§ PROBLEM DETAILS
Could you set down exactly the lines in the records below between the line holding "Exercise. Pick out the shadow" and the line holding "Exercise. Pick out the beige", inclusive?
┄┄┄┄┄┄
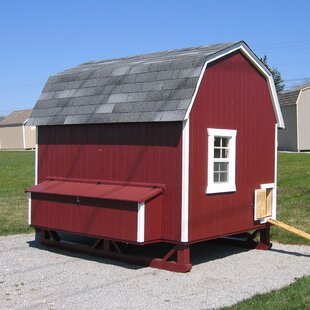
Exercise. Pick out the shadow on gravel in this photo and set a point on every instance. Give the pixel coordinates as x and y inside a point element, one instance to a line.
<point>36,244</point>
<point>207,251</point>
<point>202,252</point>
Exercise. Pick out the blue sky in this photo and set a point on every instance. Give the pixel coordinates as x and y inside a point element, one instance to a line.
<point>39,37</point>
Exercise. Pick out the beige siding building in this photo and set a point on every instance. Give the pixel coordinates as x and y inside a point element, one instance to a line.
┄┄┄┄┄┄
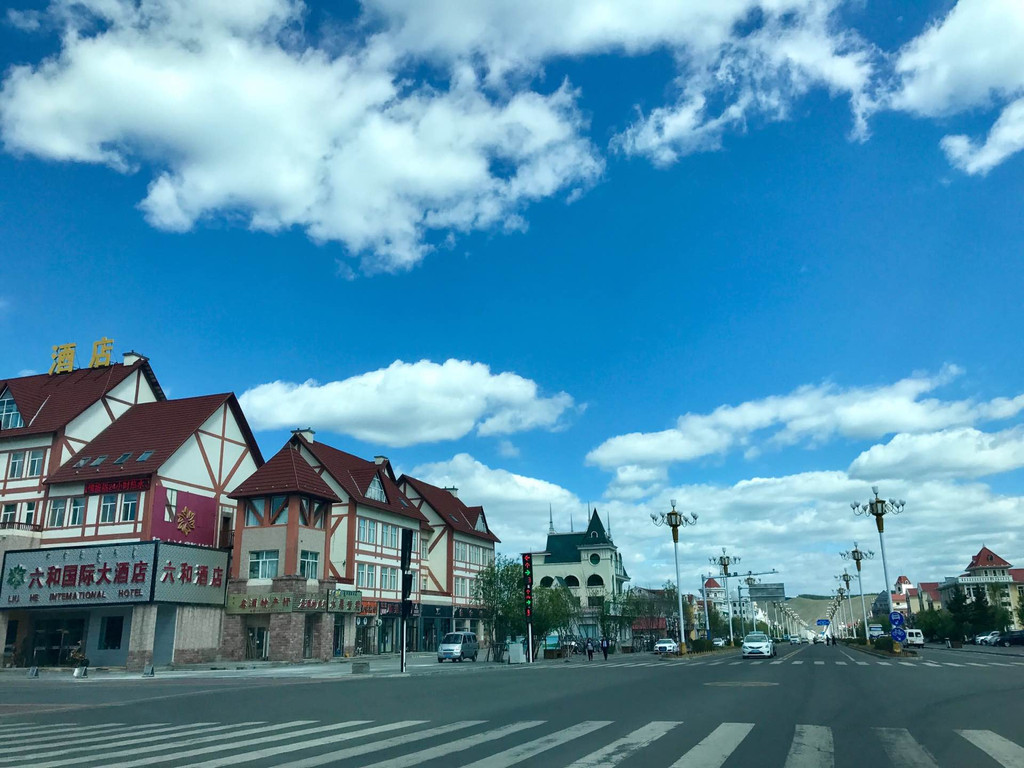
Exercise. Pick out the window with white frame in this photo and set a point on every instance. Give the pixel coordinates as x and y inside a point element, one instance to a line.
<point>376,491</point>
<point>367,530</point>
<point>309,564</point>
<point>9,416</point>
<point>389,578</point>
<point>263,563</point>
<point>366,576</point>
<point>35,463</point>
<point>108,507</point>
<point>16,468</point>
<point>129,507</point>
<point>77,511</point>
┄┄┄┄┄┄
§ SOLUTION BELOW
Exercise. Pick out the shadow on gravel in this photo and set a point on every instance. Give the pixel coordinates as x and y inside a point element, one instance to a line.
<point>36,244</point>
<point>207,251</point>
<point>202,252</point>
Exercise. Pick out the blue sky in this photo and set a point on every instance. Give the pixel coordinates as x and y inside a point element, one instance to a line.
<point>39,37</point>
Exercise. Pick out the beige siding building in this photo and set a point on every instance. Give the pixel coordinates as x and y inside a point element, one instance to a line.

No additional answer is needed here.